Write out the listing below again, precisely as it is given.

(Entries taken from a collection)
----
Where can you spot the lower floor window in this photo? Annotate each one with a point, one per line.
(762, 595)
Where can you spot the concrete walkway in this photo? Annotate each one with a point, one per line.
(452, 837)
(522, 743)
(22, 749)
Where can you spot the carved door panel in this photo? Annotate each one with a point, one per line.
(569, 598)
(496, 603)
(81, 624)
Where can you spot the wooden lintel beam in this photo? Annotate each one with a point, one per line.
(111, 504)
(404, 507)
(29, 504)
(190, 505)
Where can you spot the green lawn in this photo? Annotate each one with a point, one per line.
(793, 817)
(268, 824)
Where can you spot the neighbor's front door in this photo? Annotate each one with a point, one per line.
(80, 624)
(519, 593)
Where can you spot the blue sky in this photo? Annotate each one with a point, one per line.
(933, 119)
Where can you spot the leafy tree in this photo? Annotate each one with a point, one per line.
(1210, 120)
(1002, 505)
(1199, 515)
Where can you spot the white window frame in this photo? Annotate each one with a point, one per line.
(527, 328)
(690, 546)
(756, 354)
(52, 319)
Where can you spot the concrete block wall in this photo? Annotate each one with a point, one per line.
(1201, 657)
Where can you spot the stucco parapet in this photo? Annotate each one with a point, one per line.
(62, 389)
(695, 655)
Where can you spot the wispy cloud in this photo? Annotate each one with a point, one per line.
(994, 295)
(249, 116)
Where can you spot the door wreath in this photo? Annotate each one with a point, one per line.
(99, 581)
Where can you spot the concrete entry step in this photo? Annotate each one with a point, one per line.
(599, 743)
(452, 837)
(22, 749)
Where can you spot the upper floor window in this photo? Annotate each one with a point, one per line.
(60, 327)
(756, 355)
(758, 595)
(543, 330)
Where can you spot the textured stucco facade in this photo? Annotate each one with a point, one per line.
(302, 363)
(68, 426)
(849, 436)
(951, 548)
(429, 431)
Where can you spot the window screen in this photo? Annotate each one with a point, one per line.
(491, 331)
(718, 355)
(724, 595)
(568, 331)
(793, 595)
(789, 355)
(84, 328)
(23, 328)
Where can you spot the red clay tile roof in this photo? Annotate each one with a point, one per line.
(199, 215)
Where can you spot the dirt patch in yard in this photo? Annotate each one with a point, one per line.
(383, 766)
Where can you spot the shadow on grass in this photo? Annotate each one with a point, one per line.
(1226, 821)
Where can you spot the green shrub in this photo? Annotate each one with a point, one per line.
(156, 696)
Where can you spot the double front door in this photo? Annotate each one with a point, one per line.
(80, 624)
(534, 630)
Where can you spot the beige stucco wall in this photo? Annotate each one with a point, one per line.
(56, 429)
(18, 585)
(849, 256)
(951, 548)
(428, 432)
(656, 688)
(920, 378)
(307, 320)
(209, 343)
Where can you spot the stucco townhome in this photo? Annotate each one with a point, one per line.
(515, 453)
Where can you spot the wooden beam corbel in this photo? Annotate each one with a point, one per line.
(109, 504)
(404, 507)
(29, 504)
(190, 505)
----
_RESPONSE FOR THIS EXERCISE_
Where can you spot the lower floor window in this photo? Annotate each one with a point, one per line.
(762, 595)
Where can you spot the concrete walkway in this photo? Annotate each one with a point, one per line.
(452, 837)
(522, 743)
(22, 749)
Where can you spot the carved door panel in this photo? Annotate each one with a point, one per line.
(569, 598)
(496, 603)
(81, 624)
Where can you spot the wooden lintel beam in this photo? Annotate each one with a point, one per line.
(111, 504)
(404, 507)
(29, 504)
(190, 505)
Where can you spot the green lawn in this photo? Annotate each one with a point, one per line.
(793, 817)
(268, 824)
Where can you spot the neighbor's front door in this photo? Annotate each one with a point, one per line.
(80, 624)
(519, 593)
Where can you spot the blue sky in this photo? Annotate each one with a point, one per line.
(933, 119)
Where can you spot the leafy tree in this photo? Annotate each one with a point, one per line.
(1210, 120)
(1002, 505)
(1199, 515)
Where can you spot the white window frame in this photo? Annotate each one with a point, one per line.
(527, 328)
(690, 546)
(756, 354)
(52, 319)
Where can you spot the concrete block wall in this photo? Annotate each one with a point, one per line.
(1201, 657)
Where can you spot the stucco parapet in this photo? Annotate each one with a point, one per line.
(62, 389)
(695, 655)
Where can you spot the wispy cloud in this photo? Annotate each one with a point, one per line.
(994, 295)
(249, 116)
Where can you spot the door wreath in this photo? Annotate each one with a point, one per line.
(99, 581)
Where can you spot the concrete entry step in this photo? Annotate each one with a point, one per line.
(599, 743)
(452, 837)
(22, 749)
Where can you spot the upper floor window in this photo? Annotate each one with a point, one per line.
(60, 327)
(756, 355)
(758, 595)
(543, 330)
Where can you spot the textured stucco facade in this photo? Annotate each one with a point, one per line.
(302, 363)
(68, 426)
(849, 436)
(951, 548)
(429, 431)
Where can you spot the window screen in this photo? Annotate each one with a point, one per line.
(491, 331)
(718, 355)
(724, 595)
(568, 331)
(793, 595)
(789, 355)
(84, 328)
(23, 328)
Where can you spot the red clay tile roof in this photo? Annotate each one with a point, one per line.
(199, 215)
Where can you spot the dirt patch in yard in this photo? Annotate each one with a point, one per line.
(383, 766)
Where can you spot the shadow on grass in this photo? Annotate each one with a point, one per line.
(1226, 821)
Where can you spot the green shrub in this photo? Annotate each one with a point, one per line.
(156, 696)
Where can you spot the double front door in this photo? Annotate each one with a point, one per line.
(80, 624)
(534, 630)
Where can you spot the beige stucco wall in this photo? Annotate each one with a point, one per line.
(56, 429)
(18, 585)
(849, 256)
(951, 548)
(428, 432)
(656, 688)
(920, 378)
(307, 320)
(209, 343)
Where can you spot the stucco townhome in this photo? Annotate each one with a point, one per line.
(515, 453)
Where can you spot the wooden beam corbel in this photo? Annotate each one with a point, one per line.
(109, 504)
(404, 507)
(29, 504)
(190, 505)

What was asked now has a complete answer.